## YOUR OBJECTIVE
Exactly as written, transcribe the lines that run from the one containing "Identify a point for each instance of the sunglasses and" to the end of the records below.

## DATA FOR THE TASK
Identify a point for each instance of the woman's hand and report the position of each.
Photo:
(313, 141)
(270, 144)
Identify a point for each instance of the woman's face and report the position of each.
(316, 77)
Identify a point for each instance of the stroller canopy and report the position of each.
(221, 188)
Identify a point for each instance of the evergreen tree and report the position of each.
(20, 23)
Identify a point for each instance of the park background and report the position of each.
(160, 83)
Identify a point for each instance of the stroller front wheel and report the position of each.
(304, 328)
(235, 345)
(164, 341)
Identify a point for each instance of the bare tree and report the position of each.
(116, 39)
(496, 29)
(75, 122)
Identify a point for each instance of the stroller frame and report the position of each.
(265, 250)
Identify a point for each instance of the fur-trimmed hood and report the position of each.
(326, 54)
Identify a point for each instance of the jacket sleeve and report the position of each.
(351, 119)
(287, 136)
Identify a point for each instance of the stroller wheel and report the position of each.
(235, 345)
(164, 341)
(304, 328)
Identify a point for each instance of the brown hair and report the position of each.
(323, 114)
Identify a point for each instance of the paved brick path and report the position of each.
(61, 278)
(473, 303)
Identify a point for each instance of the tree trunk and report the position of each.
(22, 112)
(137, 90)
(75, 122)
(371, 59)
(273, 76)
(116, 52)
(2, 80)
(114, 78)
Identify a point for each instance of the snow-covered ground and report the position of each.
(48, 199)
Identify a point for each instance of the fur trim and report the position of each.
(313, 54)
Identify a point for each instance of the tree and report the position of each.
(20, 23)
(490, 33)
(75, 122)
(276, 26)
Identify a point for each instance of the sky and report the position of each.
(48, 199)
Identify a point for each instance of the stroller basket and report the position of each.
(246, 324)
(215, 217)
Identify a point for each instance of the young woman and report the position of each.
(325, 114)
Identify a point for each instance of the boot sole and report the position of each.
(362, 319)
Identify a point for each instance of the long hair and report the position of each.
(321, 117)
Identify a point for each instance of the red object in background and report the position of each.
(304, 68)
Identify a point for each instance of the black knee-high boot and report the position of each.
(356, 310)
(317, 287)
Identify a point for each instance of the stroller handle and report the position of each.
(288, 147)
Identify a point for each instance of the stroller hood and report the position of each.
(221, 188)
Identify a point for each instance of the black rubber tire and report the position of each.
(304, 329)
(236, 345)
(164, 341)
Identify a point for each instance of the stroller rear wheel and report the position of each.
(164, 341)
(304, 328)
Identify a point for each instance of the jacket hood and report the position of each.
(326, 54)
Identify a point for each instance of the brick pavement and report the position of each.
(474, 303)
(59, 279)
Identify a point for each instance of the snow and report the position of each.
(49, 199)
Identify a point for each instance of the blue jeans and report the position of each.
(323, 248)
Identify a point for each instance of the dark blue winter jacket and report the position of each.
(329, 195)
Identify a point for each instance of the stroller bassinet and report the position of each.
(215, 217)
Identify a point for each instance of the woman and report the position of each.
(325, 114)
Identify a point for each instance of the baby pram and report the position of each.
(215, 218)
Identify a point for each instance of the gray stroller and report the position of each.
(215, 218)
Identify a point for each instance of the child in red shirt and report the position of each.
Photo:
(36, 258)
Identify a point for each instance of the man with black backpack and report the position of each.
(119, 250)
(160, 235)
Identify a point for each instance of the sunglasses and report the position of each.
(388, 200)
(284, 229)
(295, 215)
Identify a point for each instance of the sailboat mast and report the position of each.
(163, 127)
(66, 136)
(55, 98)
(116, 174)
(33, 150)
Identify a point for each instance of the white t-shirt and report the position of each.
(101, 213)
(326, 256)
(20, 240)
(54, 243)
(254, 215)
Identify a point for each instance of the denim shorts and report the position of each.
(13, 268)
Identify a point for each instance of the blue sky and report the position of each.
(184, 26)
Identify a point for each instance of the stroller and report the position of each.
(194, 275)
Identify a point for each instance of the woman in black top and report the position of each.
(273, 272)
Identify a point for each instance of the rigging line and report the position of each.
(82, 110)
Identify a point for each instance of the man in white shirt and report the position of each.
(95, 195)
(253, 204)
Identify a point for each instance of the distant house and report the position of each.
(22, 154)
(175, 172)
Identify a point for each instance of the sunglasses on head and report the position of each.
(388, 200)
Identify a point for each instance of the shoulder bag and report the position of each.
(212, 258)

## WRITTEN RESPONSE
Identify a point for each instance of the sunglasses and report the position of each.
(388, 200)
(284, 229)
(295, 215)
Identify a point for each instance of the sailboat mast and report the position of each.
(163, 127)
(66, 136)
(55, 98)
(116, 174)
(33, 150)
Identify a point for each instance of the white t-shirt and report the position of each.
(101, 213)
(326, 256)
(20, 240)
(54, 243)
(254, 215)
Identify a point for each instance of the denim shorts and report the position of each.
(13, 268)
Identify a point for each instance of the blue sky and report the position of each.
(184, 26)
Identify a point for each instance of the stroller and report the position of each.
(194, 275)
Identify a point for each instance of the woman in black top and report the position of each.
(273, 272)
Identify a point for each instance of the rigging line and report the position of each.
(82, 110)
Identify a point for each instance of the man in white shirt and report the position of each.
(95, 195)
(253, 204)
Identify a point for each instance of the distant house and report the position of each.
(22, 154)
(175, 172)
Identify a point for each instance of the sunglasses on head and report the position of each.
(388, 200)
Identify a point for each instance of the shoulder bag and report the position of each.
(212, 258)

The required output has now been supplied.